+++ SUPPLIED INFORMATION

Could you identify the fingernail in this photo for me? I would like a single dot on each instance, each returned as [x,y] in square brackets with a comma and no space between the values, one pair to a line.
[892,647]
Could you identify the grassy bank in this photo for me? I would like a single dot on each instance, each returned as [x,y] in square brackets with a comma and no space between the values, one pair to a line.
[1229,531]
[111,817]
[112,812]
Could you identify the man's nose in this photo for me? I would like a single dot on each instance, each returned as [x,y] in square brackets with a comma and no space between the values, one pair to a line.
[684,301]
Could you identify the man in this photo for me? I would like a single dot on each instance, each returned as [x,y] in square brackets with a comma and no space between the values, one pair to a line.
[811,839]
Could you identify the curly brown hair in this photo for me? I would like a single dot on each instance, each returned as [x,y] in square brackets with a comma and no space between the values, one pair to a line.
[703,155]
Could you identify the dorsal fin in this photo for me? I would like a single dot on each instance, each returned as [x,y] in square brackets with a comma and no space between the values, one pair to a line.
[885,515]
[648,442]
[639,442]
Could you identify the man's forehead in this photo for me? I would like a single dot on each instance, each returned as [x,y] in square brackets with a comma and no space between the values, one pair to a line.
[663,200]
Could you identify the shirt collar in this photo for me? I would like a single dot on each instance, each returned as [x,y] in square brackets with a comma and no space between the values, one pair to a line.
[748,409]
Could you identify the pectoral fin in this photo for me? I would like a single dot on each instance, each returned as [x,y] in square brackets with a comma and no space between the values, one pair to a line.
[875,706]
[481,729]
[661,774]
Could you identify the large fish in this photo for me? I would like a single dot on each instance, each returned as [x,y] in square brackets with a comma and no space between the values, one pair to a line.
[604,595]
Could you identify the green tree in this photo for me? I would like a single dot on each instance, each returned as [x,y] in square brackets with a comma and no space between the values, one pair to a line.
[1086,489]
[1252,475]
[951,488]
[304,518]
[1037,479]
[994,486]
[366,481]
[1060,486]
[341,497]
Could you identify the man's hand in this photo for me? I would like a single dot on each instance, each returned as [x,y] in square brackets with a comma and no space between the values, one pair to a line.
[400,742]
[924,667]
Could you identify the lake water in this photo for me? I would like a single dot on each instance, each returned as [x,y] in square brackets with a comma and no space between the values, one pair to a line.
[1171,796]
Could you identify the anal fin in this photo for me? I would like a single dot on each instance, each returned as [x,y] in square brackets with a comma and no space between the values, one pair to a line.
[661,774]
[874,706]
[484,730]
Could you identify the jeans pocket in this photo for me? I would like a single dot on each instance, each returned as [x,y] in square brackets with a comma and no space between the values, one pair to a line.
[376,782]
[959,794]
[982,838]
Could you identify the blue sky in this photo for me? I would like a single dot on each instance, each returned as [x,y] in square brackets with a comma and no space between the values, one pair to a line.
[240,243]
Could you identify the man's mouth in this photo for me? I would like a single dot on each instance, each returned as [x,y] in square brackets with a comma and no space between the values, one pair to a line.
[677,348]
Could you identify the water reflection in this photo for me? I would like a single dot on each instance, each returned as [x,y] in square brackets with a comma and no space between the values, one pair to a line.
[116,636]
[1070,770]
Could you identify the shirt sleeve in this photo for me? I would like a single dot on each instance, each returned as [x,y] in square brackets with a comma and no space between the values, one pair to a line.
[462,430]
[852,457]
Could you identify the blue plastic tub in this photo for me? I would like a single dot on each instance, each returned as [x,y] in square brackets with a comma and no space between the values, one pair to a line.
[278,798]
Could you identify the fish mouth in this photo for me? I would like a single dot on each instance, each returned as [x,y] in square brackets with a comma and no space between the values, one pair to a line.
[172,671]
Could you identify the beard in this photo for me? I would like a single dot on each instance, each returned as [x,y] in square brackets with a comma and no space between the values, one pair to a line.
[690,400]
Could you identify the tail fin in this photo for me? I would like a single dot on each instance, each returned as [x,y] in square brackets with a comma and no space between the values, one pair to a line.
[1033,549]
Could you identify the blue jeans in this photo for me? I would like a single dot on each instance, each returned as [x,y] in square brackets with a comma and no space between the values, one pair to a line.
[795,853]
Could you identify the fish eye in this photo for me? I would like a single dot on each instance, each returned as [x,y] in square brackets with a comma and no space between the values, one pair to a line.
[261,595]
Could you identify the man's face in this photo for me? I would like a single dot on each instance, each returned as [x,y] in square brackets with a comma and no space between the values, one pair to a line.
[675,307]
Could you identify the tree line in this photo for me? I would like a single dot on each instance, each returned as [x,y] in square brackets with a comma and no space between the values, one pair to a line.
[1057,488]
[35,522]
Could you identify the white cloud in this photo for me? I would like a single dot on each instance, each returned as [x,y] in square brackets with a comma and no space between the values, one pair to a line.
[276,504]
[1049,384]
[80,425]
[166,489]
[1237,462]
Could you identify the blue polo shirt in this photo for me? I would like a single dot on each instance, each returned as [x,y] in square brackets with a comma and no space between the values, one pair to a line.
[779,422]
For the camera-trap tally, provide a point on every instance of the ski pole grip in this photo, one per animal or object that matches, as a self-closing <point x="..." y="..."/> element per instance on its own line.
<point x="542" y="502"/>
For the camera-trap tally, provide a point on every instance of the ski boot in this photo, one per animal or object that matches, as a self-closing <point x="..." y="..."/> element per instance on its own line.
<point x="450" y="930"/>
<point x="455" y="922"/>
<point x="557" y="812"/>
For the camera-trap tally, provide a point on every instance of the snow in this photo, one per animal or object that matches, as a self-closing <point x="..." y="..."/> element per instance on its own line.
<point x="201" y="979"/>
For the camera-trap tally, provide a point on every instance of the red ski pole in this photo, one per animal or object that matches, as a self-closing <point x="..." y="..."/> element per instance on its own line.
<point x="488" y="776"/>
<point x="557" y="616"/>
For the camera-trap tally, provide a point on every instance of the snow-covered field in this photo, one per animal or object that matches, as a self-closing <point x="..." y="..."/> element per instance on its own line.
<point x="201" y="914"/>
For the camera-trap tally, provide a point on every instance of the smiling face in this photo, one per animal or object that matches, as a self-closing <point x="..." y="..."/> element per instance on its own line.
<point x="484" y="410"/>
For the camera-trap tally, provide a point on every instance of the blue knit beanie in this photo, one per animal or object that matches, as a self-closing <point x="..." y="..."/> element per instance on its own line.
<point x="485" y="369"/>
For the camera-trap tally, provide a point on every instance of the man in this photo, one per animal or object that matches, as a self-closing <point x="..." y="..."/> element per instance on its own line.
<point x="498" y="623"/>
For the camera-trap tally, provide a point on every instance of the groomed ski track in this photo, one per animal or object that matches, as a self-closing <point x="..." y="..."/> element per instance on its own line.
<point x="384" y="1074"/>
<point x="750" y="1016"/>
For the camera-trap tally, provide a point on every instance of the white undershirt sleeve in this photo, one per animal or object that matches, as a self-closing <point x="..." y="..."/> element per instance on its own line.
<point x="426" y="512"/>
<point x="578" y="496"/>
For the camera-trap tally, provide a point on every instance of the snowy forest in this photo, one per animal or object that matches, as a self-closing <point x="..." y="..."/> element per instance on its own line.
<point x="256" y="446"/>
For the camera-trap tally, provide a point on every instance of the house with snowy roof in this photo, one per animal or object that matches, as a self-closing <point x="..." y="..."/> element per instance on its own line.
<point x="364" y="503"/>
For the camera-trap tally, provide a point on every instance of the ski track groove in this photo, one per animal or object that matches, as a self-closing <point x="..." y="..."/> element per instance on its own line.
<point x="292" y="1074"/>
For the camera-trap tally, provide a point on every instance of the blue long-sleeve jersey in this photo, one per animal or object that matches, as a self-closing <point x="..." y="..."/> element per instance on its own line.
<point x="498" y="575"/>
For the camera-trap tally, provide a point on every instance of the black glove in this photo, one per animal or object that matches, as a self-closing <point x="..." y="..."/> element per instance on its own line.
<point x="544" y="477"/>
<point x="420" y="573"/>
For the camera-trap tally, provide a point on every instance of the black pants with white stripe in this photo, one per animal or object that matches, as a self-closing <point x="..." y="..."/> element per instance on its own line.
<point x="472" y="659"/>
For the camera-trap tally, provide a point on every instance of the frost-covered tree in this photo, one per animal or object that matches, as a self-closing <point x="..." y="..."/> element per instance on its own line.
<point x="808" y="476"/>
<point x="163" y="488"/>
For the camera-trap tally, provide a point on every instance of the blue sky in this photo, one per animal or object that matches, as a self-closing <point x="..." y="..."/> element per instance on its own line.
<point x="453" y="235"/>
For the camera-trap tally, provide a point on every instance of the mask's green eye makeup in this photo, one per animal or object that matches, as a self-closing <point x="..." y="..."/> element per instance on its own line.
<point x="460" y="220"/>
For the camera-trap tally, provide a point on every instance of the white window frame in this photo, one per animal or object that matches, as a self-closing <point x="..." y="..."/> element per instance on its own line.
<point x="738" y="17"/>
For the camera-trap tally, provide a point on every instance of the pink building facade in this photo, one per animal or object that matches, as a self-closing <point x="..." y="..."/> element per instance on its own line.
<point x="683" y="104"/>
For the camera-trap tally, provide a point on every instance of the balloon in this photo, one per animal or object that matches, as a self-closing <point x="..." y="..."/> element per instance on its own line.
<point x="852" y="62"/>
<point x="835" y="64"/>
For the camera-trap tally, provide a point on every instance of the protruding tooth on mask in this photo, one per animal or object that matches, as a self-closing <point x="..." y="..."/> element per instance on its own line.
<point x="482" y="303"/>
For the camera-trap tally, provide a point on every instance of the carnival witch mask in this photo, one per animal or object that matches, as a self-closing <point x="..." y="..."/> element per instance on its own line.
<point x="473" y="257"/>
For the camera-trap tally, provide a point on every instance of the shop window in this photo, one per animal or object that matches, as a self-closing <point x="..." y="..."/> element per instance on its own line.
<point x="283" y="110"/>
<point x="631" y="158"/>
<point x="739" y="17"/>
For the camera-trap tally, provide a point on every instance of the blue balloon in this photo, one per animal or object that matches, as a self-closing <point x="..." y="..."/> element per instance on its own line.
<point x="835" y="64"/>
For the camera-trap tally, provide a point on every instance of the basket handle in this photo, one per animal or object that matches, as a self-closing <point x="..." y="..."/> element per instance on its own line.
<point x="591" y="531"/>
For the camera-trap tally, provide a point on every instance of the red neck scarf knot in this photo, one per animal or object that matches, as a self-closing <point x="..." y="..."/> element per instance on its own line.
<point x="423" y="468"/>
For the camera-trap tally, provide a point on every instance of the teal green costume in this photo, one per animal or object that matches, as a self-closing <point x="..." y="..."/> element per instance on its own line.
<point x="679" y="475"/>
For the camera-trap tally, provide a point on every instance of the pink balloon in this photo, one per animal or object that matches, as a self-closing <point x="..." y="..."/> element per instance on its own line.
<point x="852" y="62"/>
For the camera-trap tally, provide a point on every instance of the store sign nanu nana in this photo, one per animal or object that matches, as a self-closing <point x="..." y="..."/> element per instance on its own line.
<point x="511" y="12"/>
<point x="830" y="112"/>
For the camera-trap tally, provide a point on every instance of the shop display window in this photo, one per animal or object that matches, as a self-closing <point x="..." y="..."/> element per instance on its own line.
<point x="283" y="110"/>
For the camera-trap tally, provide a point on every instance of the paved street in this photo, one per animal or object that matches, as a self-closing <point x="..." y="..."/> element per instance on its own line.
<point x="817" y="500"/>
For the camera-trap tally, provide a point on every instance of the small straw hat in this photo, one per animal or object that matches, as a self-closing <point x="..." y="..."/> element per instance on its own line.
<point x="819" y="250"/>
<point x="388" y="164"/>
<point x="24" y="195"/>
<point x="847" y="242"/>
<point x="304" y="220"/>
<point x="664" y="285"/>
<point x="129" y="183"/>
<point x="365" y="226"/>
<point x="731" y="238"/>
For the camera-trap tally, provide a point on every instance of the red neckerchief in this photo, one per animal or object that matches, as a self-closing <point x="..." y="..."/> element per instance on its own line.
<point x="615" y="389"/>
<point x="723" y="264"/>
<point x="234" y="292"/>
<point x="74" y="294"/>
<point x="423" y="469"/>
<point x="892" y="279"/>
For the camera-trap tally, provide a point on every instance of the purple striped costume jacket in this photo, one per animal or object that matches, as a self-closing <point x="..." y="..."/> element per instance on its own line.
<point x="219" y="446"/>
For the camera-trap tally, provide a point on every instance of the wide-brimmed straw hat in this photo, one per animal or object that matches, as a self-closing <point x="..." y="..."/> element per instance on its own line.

++++++

> **ACTIVITY**:
Print exactly, and only, the lines from the line containing "of the purple" through the final line of the records, both included.

> **ANSWER**:
For the camera-trap tally, provide a point on every instance of the purple striped costume jacket in this photo, one per animal or object that matches, as a self-closing <point x="..." y="..."/> element per instance on its own line.
<point x="219" y="446"/>
For the camera-trap tally, provide a point on every instance of the wide-brimmed straw hat in this photo, one per animal or object that matches, as a self-closing <point x="..." y="..."/> element per instance on its own line.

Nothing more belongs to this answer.